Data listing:

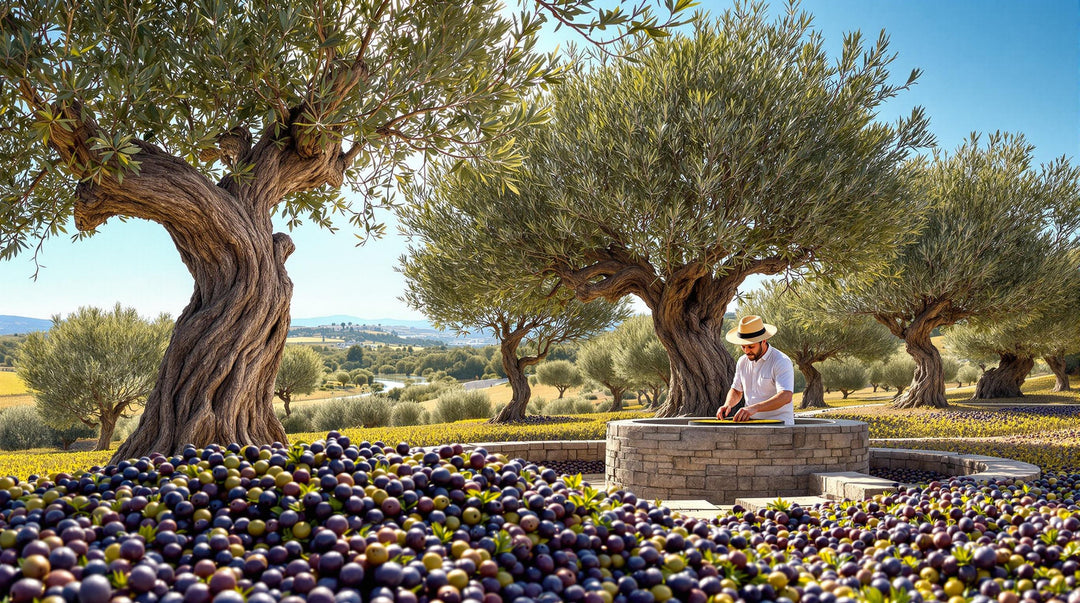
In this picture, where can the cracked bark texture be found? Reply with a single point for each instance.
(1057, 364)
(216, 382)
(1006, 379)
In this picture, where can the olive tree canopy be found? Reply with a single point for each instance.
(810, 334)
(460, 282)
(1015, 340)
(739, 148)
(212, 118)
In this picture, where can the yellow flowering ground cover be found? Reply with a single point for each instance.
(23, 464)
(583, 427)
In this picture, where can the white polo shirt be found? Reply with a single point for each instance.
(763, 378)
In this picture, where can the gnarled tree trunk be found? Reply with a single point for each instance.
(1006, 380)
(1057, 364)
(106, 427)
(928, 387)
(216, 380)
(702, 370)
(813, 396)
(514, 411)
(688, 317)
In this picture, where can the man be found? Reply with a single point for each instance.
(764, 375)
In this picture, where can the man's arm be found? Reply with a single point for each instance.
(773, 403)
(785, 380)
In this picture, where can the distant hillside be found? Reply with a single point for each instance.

--

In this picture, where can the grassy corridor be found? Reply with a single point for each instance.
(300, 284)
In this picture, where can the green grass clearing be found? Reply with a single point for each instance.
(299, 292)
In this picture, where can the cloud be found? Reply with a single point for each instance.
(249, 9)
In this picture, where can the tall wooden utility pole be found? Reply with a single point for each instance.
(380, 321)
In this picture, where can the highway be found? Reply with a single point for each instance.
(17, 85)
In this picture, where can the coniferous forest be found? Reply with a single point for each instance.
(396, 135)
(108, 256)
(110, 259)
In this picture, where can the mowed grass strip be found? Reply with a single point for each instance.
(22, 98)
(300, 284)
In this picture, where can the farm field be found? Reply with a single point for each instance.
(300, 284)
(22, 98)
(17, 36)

---

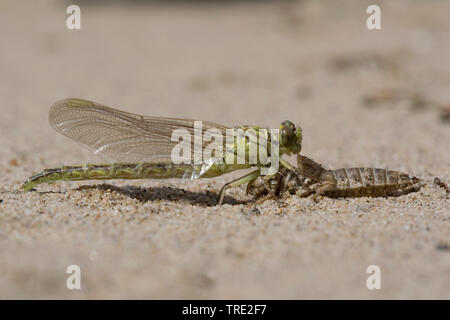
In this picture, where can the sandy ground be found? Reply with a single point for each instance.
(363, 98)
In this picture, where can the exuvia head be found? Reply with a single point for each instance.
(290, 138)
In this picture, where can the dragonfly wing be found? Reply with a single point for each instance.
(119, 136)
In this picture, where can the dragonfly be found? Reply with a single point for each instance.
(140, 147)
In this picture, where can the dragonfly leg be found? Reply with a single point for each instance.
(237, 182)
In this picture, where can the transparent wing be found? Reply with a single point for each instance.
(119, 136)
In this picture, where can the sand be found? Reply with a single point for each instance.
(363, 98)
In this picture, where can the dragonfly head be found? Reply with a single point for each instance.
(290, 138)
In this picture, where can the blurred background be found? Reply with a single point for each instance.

§ TASK TO CARRY OUT:
Count how many lines of the material above contain the string "wing", with case taken into account. Reply with only the number.

§ OUTPUT:
2